## Written exercise
Please repeat all of the listing exactly.

## Exercise materials
----------

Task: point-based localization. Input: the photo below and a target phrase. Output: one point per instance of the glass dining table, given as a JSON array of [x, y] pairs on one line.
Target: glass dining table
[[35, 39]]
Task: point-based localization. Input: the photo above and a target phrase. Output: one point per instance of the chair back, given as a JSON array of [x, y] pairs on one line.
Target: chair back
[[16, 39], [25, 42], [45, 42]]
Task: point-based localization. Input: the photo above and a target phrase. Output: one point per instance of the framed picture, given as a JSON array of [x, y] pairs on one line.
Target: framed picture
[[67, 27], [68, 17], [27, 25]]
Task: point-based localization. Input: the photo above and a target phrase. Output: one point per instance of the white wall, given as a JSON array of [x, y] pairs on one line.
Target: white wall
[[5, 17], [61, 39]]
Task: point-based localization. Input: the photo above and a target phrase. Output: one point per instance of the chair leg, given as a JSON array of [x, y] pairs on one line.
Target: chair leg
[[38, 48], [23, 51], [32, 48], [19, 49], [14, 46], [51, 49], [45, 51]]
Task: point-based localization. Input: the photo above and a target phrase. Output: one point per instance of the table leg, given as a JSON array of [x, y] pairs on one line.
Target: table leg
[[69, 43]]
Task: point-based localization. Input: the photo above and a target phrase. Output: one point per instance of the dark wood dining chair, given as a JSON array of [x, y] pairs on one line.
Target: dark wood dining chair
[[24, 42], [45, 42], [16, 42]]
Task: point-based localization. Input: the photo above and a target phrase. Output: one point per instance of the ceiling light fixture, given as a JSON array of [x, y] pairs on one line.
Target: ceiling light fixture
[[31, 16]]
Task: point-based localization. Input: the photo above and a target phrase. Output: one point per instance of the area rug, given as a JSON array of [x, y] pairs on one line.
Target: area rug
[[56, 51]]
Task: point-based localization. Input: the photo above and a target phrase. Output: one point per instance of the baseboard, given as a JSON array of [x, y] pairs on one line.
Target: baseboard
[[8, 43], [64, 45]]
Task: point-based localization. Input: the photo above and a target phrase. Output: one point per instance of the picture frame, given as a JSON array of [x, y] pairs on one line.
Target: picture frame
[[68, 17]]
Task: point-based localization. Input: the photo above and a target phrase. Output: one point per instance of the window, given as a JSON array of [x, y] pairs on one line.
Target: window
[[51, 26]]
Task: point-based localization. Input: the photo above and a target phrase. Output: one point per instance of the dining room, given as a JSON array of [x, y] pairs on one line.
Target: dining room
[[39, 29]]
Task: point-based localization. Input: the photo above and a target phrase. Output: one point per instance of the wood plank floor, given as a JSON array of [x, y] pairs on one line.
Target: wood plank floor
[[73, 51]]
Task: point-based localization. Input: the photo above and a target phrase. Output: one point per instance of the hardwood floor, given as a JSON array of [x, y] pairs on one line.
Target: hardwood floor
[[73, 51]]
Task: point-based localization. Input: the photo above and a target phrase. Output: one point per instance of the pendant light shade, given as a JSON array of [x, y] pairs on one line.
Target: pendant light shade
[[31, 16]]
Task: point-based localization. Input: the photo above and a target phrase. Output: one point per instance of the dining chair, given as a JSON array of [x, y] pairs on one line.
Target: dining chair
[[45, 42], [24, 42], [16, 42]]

----------

## Result
Task: point-based localization. Input: the photo below and a target phrase. Output: one point per instance of the glass dining table, given as a JSON array of [x, y] pairs on one line.
Target: glass dining table
[[35, 39]]
Task: point-based localization. Input: the photo above and a target phrase. Output: one point per instance of the chair back, given as a JSON array of [x, y] pairs on one line.
Target: chair back
[[16, 39], [25, 42], [45, 42]]
Task: point-based localization. Input: the photo above and a target phrase. Output: one point per instance of the framed picture, given as a JSON array of [x, y] pairs on one line.
Target: framed picture
[[67, 27], [68, 17], [27, 25]]
Task: point-based localization. Input: the photo above and a target phrase. Output: one point per instance of the white wall, given as a JSON array of [x, y] pairs on one line.
Target: white wall
[[5, 17], [61, 39]]
Task: point-based localization. Input: the photo above and a target phrase. Output: one point per instance of the chair leg, given as a JSON array of [x, y] pairs on one line.
Target: chair leg
[[38, 48], [23, 51], [32, 48], [19, 49], [14, 46], [51, 49], [45, 51]]
Task: point-based localization. Input: the photo above and a target phrase. Output: one point per instance of the table leg, given as a JSON array of [x, y] pairs on one line.
Target: table leg
[[69, 43]]
Task: point-based localization. Input: the photo above and a target phrase. Output: one point per instance of the dark wood dining chair, given as a JSON array of [x, y] pairs on one line.
Target: dark wood dining chair
[[24, 42], [45, 42], [16, 42]]
Task: point-based localization. Input: the photo above and a target phrase. Output: one point per instance of the ceiling light fixture, given as a JSON array of [x, y] pairs on one line.
Target: ceiling light fixture
[[31, 16]]
Task: point-based localization. Input: the photo above and a target phrase. Output: one point per instance of the area rug, given as a JSON array of [x, y] pairs on one line.
Target: area rug
[[56, 51]]
Task: point-based localization. Input: the photo above and a target phrase. Output: one point per instance of the baseboard, given as a JSON array of [x, y] pairs on one line.
Target: baseboard
[[8, 43], [64, 45]]
Task: point-based localization. Input: the photo above and a target phrase. Output: one point per instance of the picture frame, given as a JSON array of [x, y] pairs on one line.
Target: picture frame
[[68, 17]]
Task: point-based localization. Input: the photo above and a target phrase. Output: one point per instance of the window, given as a JSON array of [x, y] pairs on one line.
Target: window
[[51, 26]]
Task: point-based localization. Input: the photo above and a target phrase. Output: one point per instance of the dining room, given as a JSON array of [x, y] pairs on one line.
Target: dining room
[[39, 29]]
Task: point-based localization. Input: the photo above and a target phrase. Output: one point per instance of the wood plank floor, given as a JSON array of [x, y] pairs on one line.
Target: wood plank floor
[[73, 51]]
Task: point-based localization. Input: the photo above and a target phrase. Output: one point per instance of the hardwood floor, given as a JSON array of [x, y] pairs on one line.
Target: hardwood floor
[[73, 51]]
Task: point-based localization. Input: the photo above and a target phrase. Output: one point per instance of the pendant light shade, given as a JSON array of [x, y] pairs on one line.
Target: pendant light shade
[[31, 16]]
Task: point-based localization. Input: the photo above and a target phrase. Output: one point per instance of the dining chair, given as a JSON array of [x, y] pairs on one line.
Target: dining chair
[[45, 42], [24, 42], [16, 42]]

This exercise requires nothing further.